(Stored entries)
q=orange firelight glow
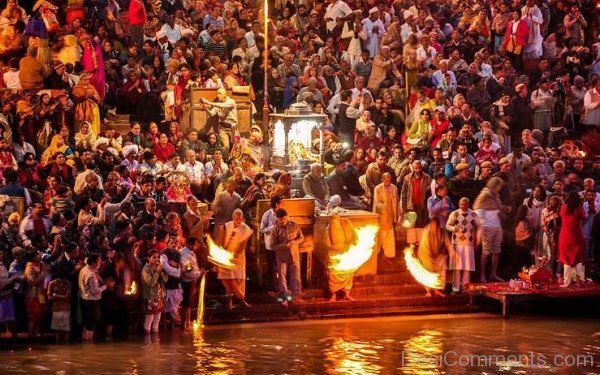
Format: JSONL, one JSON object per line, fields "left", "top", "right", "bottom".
{"left": 329, "top": 225, "right": 379, "bottom": 273}
{"left": 404, "top": 247, "right": 443, "bottom": 289}
{"left": 207, "top": 236, "right": 237, "bottom": 270}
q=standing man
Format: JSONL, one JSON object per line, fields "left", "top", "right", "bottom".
{"left": 202, "top": 88, "right": 237, "bottom": 152}
{"left": 446, "top": 198, "right": 479, "bottom": 293}
{"left": 335, "top": 90, "right": 363, "bottom": 147}
{"left": 373, "top": 173, "right": 398, "bottom": 258}
{"left": 260, "top": 196, "right": 284, "bottom": 294}
{"left": 582, "top": 77, "right": 600, "bottom": 127}
{"left": 179, "top": 237, "right": 203, "bottom": 330}
{"left": 521, "top": 0, "right": 544, "bottom": 59}
{"left": 217, "top": 209, "right": 253, "bottom": 310}
{"left": 362, "top": 8, "right": 385, "bottom": 58}
{"left": 400, "top": 160, "right": 432, "bottom": 246}
{"left": 324, "top": 0, "right": 353, "bottom": 32}
{"left": 211, "top": 179, "right": 241, "bottom": 240}
{"left": 270, "top": 209, "right": 304, "bottom": 306}
{"left": 473, "top": 177, "right": 509, "bottom": 282}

### [Task description]
Pictures aside, write out all of the records exactly.

### [Exercise output]
q=orange firelight glow
Format: JSONL, one JSON object per line, fields "left", "top", "right", "bottom".
{"left": 329, "top": 225, "right": 379, "bottom": 273}
{"left": 404, "top": 247, "right": 443, "bottom": 289}
{"left": 207, "top": 236, "right": 237, "bottom": 270}
q=standing man
Format: JSONL, one JSON object per line, fields "left", "top", "right", "bottom".
{"left": 202, "top": 88, "right": 237, "bottom": 152}
{"left": 446, "top": 198, "right": 479, "bottom": 293}
{"left": 335, "top": 90, "right": 363, "bottom": 147}
{"left": 373, "top": 173, "right": 398, "bottom": 258}
{"left": 260, "top": 196, "right": 284, "bottom": 294}
{"left": 582, "top": 77, "right": 600, "bottom": 127}
{"left": 179, "top": 237, "right": 203, "bottom": 330}
{"left": 521, "top": 0, "right": 544, "bottom": 59}
{"left": 217, "top": 209, "right": 253, "bottom": 310}
{"left": 362, "top": 8, "right": 385, "bottom": 58}
{"left": 400, "top": 160, "right": 432, "bottom": 246}
{"left": 324, "top": 0, "right": 353, "bottom": 32}
{"left": 211, "top": 179, "right": 241, "bottom": 240}
{"left": 270, "top": 209, "right": 304, "bottom": 306}
{"left": 473, "top": 177, "right": 509, "bottom": 282}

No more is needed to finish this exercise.